#### [Work to complete]
- 1) Translate this sentence from the earnings report below into Spanish: "POSIT average daily U.S. volume was 82.7 million shares, up 20% from the second quarter of 2010."
- 2) Retype the earnings report below from "NEW YORK, Aug." to "June 30, 2011.".
- 3) In the earnings report below, list each charge or cost included in the GAAP net loss for the second quarter of 2011, with its pre-tax dollar amount.

#### [Text section]
Investment Technology Group Reports Second Quarter 2011 Results

GAAP Results Include Previously Announced Charges for Goodwill Impairment, Restructuring and Acquisition Costs

International Profitability Improves Over Prior Year

Aug 04, 2011, 08:00 ET from Investment Technology Group, Inc.

NEW YORK, Aug. 4, 2011 /PRNewswire/ -- Investment Technology Group, Inc. (NYSE: ITG), a leading agency research broker and financial technology firm, today reported results for the quarter ended June 30, 2011.

Second quarter 2011 highlights included:

  • A GAAP net loss of $196.1 million, or $4.77 per diluted share compared to GAAP net income of $7.5 million, or $0.17 per diluted share in the second quarter of 2010.  The GAAP net loss for the second quarter of 2011 included (i) a non-cash goodwill impairment charge attributable to ITG's U.S. business of $225.0 million, or $4.61 per diluted share after taxes; (ii) a restructuring charge associated with a cost reduction plan of $17.7 million, or $0.27 per diluted share after taxes; and (iii) costs related to the acquisition of the Ross Smith Energy Group (RSEG) of $2.5 million, or $0.04 per diluted share after taxes. GAAP net income for the second quarter of 2010 included (i) restructuring charges primarily associated with the closing of ITG's on-shore Japanese operations of $2.3 million, or $0.06 per diluted share after taxes; and (ii) a non-cash goodwill impairment charge attributable to ITG's Australian operations of $5.4 million, or $0.12 per diluted share after taxes.
  • Adjusted net income of $5.8 million, or $0.14 per diluted share, compared to adjusted net income of $15.3 million, or $0.35 per diluted share in the second quarter of 2010.
  • Revenues of $142.6 million, compared to $155.3 million in the second quarter of 2010.
  • Expenses of $377.2 million compared to expenses of $136.0 million in the second quarter of 2010.
  • Adjusted expenses of $132.0 million compared to adjusted expenses of $128.2 million in the second quarter of 2010. Second quarter 2011 adjusted expenses included $8.1 million of costs from ITG Investment Research (including post-acquisition operating expenses for RSEG) and an increase from the second quarter of 2010 of $3.4 million from foreign currency translations.
  • Average daily trading volume in the U.S. of 191 million shares, down 4% from the second quarter of 2010.  POSIT average daily U.S. volume was 82.7 million shares, up 20% from the second quarter of 2010.
  • The expansion of ITG's data-driven research platform with the acquisition of RSEG, a Calgary-based independent provider of research on the oil and gas industry for more than 200 clients in North America and Europe.

#### [Listed records]
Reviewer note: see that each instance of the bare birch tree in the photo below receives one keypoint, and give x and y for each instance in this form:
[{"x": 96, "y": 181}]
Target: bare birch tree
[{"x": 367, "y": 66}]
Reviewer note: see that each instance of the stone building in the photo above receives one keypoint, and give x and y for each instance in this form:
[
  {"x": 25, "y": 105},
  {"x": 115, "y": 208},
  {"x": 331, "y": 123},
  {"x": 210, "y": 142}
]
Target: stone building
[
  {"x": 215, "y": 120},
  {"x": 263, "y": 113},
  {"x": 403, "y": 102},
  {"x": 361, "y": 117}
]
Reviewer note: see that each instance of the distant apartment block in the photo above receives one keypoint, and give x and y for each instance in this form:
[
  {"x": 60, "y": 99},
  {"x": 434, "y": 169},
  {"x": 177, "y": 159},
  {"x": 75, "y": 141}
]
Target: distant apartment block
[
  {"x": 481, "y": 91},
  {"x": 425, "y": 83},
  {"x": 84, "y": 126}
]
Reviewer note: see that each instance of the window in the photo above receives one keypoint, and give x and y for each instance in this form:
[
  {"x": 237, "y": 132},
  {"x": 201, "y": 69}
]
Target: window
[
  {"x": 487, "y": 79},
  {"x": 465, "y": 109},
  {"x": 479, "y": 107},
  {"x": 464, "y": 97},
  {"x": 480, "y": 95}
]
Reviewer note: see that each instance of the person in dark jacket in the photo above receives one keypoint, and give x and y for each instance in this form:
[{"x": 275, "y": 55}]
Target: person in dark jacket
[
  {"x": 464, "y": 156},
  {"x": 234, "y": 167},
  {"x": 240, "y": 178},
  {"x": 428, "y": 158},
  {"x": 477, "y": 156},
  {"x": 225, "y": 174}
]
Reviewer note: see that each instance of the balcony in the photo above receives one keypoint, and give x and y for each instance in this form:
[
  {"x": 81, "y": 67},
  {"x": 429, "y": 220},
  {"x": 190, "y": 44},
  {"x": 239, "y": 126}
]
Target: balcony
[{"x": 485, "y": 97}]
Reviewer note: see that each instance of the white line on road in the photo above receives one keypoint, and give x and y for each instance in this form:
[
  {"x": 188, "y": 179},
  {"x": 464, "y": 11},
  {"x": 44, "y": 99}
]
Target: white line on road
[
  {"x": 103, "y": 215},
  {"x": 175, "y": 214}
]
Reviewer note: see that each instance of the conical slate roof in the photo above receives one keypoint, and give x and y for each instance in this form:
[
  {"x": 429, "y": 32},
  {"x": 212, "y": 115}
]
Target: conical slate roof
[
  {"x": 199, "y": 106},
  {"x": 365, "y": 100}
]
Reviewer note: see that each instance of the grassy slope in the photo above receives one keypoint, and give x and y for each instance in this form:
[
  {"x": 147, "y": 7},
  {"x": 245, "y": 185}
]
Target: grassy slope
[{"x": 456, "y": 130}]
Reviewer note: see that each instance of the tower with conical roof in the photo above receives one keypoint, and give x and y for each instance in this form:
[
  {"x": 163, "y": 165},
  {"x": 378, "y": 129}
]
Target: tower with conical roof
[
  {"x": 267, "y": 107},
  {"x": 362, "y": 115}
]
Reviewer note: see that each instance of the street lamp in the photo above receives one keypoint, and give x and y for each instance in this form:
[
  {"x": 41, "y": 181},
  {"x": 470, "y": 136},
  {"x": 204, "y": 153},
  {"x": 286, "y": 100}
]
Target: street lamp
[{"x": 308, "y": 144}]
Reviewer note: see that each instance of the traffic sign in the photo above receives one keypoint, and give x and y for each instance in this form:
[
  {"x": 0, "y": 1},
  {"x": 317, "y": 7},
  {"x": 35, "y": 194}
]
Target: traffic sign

#### [Outputs for the tasks]
- 1) El volumen diario promedio de POSIT en EE. UU. fue de 82,7 millones de acciones, un 20 % más que en el segundo trimestre de 2010.

- 2)
NEW YORK, Aug. 4, 2011 /PRNewswire/ -- Investment Technology Group, Inc. (NYSE: ITG), a leading agency research broker and financial technology firm, today reported results for the quarter ended June 30, 2011.

- 3)
- Non-cash goodwill impairment charge attributable to ITG's U.S. business: $225.0 million
- Restructuring charge associated with a cost reduction plan: $17.7 million
- Costs related to the acquisition of the Ross Smith Energy Group (RSEG): $2.5 million